◆ PAGE EXCERPT ◆
-------------------------

Monday evening, watching an intense drama on television, one of the characters uttered what I would dub, “The Great Sigh of our Times.” It wasn’t that profound, it wasn’t unexpected, and it wasn’t anything we haven’t heard a hundred times before, but this time it struck me as so ubiquitous, so apropos of this time and place in history, that it should probably be enshrined on a bronze marker, displayed in the Smithsonian, and labeled “2020-2022 in a nutshell”.
The show (Ozark, on NETFLIX) features a family who have been uprooted from their city life in Chicago. They attempt to rebuild in the Ozarks, but are constantly haunted, threatened, harassed, and upended by the father’s ties to organized crime. One day it all gets too much for the teenaged daughter, who runs away.
She embraces her mother. “I just want things to go back to the way they were,” she says before bursting into tears.
“Before”. Before the Pandemic. Before the accident. Before getting sick. Before leaving my job. Before the affair. Before loosing my parents. Before the election. Before the children grew up and left home. Before I won the lottery. Before I lost all that money. Before the cancer. Before Nine Eleven. Before.
There is a conversation Rebekah has had probably a hundred times and more with people struggling in a marriage, or with their children. Sometimes the damage appears irreparable; often there are huge issues they don’t want to talk about; always she counted the fact they were in her office at all as a sign of possible hope. The exchange went/goes like this:
- Them: “We are so unhappy/broken/angry/sad.…”
- Rebekah: “What would you like to see happen?“
- Them: “We just want things to go back to the way they used to be….”
- Rebekah: “No. You. Do. Not! ‘The way things were’ is exactly what got you to this point! ‘The way things used to be’ is not a road you need to be traveling again! If this relationship is going to succeed, and if there is to be healing, then there needs to be redemptive change going forward...”

-------------------------

◆ DATA FOR ANALYSIS ◆
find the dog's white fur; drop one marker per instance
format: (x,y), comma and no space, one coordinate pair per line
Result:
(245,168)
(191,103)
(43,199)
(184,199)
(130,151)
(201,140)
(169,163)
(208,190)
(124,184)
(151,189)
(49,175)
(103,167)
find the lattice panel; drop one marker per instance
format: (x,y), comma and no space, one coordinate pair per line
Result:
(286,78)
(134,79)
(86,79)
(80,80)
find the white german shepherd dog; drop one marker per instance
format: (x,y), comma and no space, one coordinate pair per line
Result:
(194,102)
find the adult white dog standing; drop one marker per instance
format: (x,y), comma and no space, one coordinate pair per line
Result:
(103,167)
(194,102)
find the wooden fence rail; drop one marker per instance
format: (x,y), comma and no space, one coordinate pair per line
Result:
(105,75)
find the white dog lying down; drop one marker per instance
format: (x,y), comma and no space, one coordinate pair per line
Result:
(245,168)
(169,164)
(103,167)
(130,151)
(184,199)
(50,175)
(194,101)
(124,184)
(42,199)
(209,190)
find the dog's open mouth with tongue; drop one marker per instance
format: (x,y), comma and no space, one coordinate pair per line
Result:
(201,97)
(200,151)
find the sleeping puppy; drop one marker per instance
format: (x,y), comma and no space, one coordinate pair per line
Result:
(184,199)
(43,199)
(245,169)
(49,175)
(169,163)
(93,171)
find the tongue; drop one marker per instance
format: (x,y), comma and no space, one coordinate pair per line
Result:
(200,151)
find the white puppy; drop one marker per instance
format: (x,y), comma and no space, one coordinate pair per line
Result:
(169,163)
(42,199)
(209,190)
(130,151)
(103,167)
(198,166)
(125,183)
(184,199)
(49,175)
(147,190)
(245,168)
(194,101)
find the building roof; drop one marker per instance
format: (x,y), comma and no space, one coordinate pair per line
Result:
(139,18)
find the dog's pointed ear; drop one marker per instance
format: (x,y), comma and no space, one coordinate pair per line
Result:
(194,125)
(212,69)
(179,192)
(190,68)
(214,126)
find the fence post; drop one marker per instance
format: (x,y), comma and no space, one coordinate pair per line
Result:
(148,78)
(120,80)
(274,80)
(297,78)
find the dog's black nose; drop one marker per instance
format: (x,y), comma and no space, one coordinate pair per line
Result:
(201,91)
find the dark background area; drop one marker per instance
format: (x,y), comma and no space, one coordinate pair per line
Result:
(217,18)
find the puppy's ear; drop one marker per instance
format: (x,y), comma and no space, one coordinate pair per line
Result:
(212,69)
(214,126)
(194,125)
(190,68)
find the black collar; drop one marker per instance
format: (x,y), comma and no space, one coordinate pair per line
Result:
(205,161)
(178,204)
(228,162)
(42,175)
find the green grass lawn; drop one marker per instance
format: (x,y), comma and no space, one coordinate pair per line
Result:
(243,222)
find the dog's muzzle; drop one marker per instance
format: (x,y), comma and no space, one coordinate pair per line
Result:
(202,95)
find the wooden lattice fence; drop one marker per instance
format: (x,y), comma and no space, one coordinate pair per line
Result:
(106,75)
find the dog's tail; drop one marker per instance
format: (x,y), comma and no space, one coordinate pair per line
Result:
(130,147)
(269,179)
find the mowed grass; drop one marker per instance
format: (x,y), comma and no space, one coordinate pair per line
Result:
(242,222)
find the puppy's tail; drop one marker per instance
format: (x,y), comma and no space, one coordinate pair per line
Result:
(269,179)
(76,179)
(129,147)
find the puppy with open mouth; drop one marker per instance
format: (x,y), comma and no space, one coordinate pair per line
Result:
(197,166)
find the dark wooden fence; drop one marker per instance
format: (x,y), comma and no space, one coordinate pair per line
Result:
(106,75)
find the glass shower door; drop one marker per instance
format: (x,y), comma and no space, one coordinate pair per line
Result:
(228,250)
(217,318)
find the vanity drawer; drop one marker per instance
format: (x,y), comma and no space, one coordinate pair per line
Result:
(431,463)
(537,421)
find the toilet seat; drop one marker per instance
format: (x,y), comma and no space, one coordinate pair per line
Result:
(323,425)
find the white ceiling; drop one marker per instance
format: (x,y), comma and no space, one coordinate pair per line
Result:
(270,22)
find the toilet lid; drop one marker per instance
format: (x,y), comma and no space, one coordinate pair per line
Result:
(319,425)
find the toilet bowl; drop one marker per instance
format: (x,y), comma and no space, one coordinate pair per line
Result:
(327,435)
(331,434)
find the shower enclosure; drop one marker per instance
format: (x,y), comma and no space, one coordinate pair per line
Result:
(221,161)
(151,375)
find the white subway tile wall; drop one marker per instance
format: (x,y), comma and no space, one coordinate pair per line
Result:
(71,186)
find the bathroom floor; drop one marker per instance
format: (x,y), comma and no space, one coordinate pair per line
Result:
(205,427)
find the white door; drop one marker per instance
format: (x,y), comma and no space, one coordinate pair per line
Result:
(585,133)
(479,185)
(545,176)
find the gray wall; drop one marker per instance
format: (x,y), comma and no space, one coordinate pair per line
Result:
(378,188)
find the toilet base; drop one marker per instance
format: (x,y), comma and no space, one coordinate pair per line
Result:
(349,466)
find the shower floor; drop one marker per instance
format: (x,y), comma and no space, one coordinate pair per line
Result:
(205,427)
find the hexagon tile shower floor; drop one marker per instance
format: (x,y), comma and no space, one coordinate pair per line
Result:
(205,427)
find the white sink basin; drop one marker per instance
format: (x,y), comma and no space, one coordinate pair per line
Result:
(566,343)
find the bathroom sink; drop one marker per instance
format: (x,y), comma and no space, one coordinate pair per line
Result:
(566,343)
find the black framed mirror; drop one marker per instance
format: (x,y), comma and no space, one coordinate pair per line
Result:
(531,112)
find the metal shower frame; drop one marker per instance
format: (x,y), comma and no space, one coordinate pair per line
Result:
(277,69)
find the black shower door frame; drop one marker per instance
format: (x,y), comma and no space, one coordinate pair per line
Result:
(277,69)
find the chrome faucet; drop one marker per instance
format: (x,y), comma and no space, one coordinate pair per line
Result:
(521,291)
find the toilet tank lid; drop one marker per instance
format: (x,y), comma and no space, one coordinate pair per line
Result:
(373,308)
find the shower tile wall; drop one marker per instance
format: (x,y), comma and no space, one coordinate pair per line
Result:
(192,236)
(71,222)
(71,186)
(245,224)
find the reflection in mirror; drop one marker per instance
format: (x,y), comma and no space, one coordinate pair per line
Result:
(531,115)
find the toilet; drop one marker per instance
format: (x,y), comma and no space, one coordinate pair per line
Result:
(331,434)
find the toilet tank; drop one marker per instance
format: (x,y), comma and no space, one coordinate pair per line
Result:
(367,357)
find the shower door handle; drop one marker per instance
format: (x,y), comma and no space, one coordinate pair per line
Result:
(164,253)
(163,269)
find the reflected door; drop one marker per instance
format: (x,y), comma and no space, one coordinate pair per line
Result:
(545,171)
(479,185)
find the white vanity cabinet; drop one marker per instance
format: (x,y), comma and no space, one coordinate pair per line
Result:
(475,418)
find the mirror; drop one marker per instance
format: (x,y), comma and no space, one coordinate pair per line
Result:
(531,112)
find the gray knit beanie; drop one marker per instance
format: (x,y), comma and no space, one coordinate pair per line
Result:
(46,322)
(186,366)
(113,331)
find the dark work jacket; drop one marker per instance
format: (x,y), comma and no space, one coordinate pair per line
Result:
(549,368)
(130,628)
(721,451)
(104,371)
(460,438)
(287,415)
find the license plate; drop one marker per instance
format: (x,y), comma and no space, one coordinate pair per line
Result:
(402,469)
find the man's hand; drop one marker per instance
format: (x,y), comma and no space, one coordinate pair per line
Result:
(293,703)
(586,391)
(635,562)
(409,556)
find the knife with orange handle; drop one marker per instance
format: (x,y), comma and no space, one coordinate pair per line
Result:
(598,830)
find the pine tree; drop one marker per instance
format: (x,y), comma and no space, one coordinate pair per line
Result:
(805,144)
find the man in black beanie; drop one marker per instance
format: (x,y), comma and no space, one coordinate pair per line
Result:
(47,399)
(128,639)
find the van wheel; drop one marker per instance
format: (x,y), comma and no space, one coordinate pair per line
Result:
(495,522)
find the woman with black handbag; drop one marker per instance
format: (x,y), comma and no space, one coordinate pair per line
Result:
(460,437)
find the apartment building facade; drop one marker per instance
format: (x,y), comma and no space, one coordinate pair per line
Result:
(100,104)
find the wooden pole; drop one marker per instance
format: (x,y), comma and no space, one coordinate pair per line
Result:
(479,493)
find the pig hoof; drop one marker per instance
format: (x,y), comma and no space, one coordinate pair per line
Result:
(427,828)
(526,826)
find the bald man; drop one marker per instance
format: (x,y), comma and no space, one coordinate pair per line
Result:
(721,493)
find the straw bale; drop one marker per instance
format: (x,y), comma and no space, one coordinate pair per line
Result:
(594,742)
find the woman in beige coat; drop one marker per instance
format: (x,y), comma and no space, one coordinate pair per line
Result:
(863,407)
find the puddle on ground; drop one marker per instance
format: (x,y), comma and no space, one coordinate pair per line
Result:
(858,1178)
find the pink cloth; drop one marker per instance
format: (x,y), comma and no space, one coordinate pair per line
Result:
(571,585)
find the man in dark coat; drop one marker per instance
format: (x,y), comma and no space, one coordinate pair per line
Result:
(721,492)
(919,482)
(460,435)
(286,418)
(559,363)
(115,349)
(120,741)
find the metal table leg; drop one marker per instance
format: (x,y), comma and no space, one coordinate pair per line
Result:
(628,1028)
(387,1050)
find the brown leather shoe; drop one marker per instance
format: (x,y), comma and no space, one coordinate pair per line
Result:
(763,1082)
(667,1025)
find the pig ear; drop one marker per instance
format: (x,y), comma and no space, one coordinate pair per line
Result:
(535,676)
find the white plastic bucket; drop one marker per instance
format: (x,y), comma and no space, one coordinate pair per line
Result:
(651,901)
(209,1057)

-------------------------

◆ TASK STATEMENT ◆
In the piece about wanting things to go back to the way they were, what does Rebekah ask people who tell her they are unhappy, broken, angry or sad? The entries are separate material and are not connected to the text.

◆ EXPECTED ANSWER ◆
"What would you like to see happen?"